** Pasaje proporcionado **
============

La ecuación envenenada
La adopción acrítica de la democracia sin adjetivos ha dado lugar, en estos tiempos de prueba, a un laberinto mental sin hilo de Ariadna a la vista. Más que sin calificativos, que en realidad nunca ha sido posible ni teóricamente ni en la práctica histórica de las sociedades que han logrado construir estados y sistemas políticos democráticos, lo que hoy se tiene es una democracia sin más objetivos que dar espacio a la lucha por el poder del Estado más descarnada y grosera de que se tenga memoria, salvo aquella que nos mantienen viva los relatos fulgurantes de Martín Luis Guzmán.

============

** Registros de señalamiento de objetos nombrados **

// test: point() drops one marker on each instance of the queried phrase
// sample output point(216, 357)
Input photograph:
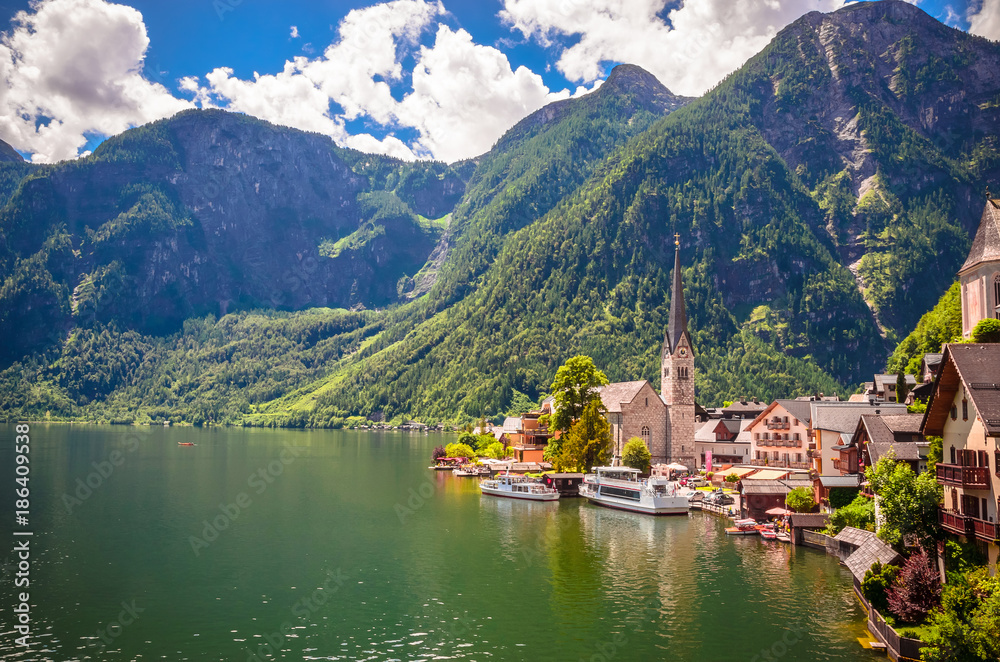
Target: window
point(996, 295)
point(970, 506)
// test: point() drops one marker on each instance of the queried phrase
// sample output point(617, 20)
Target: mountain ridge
point(821, 193)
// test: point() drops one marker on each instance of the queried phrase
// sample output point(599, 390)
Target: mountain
point(824, 196)
point(209, 211)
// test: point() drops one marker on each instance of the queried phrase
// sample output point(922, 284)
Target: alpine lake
point(343, 545)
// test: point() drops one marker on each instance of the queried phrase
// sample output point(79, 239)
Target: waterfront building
point(759, 496)
point(726, 439)
point(526, 436)
point(744, 408)
point(833, 424)
point(665, 421)
point(875, 435)
point(980, 274)
point(964, 410)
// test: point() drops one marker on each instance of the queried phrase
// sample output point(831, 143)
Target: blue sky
point(413, 78)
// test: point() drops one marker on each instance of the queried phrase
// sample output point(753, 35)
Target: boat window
point(607, 490)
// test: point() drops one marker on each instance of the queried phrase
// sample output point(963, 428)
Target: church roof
point(614, 395)
point(986, 245)
point(677, 326)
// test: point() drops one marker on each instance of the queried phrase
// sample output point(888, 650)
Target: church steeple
point(677, 375)
point(677, 327)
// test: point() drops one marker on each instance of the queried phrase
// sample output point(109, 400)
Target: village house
point(724, 441)
point(744, 408)
point(883, 389)
point(875, 435)
point(965, 412)
point(833, 426)
point(779, 436)
point(964, 408)
point(665, 421)
point(526, 437)
point(759, 496)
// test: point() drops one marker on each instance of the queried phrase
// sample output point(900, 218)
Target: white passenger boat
point(518, 487)
point(620, 487)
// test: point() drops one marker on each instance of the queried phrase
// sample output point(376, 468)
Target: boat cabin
point(568, 484)
point(618, 473)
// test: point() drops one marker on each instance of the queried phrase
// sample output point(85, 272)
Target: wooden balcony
point(779, 464)
point(974, 478)
point(970, 527)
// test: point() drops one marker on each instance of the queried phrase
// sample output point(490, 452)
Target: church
point(664, 421)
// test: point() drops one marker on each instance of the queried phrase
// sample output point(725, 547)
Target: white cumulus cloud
point(73, 68)
point(986, 21)
point(461, 97)
point(699, 44)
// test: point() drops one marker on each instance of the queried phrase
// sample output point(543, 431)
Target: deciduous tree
point(800, 500)
point(917, 589)
point(966, 628)
point(635, 454)
point(575, 387)
point(588, 442)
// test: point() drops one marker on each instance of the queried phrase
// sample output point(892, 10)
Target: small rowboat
point(744, 527)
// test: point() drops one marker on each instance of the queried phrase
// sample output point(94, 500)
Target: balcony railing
point(780, 464)
point(970, 527)
point(784, 443)
point(976, 478)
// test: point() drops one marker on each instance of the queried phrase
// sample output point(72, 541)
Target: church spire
point(677, 326)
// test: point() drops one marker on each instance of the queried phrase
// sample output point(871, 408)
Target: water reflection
point(456, 576)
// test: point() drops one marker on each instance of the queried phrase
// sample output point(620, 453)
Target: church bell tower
point(677, 375)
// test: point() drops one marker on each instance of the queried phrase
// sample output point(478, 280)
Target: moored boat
point(620, 487)
point(518, 487)
point(742, 527)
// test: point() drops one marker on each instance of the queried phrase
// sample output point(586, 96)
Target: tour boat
point(743, 527)
point(518, 487)
point(621, 488)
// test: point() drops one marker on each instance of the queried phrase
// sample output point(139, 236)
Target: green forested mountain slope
point(773, 222)
point(205, 212)
point(826, 189)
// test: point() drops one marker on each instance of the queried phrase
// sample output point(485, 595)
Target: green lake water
point(346, 547)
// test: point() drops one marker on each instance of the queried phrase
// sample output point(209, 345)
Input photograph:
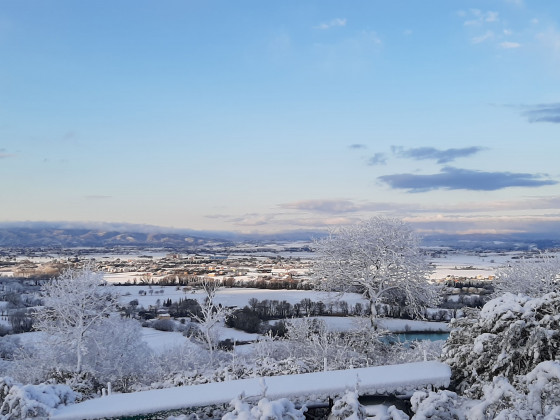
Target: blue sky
point(257, 116)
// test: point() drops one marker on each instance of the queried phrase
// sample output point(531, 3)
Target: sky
point(262, 116)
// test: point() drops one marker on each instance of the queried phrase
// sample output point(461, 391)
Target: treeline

============

** Conjunto de tareas **
a: Reproduce sin cambios el fragmento del texto sobre la democracia que comienza en "La ecuación envenenada" y termina en "Martín Luis Guzmán.".
b: Responde estas preguntas a partir del texto sobre la democracia.
(i) ¿Qué ha dado lugar a un laberinto mental, según el texto?
(ii) ¿Qué no hay a la vista en ese laberinto?
(iii) ¿De quién son los relatos fulgurantes que se mencionan al final?
El material no hace falta para resolver las tareas.

** Resultados por tarea **
a:
La ecuación envenenada
La adopción acrítica de la democracia sin adjetivos ha dado lugar, en estos tiempos de prueba, a un laberinto mental sin hilo de Ariadna a la vista. Más que sin calificativos, que en realidad nunca ha sido posible ni teóricamente ni en la práctica histórica de las sociedades que han logrado construir estados y sistemas políticos democráticos, lo que hoy se tiene es una democracia sin más objetivos que dar espacio a la lucha por el poder del Estado más descarnada y grosera de que se tenga memoria, salvo aquella que nos mantienen viva los relatos fulgurantes de Martín Luis Guzmán.

b:
(i) La adopción acrítica de la democracia sin adjetivos.
(ii) Un hilo de Ariadna.
(iii) De Martín Luis Guzmán.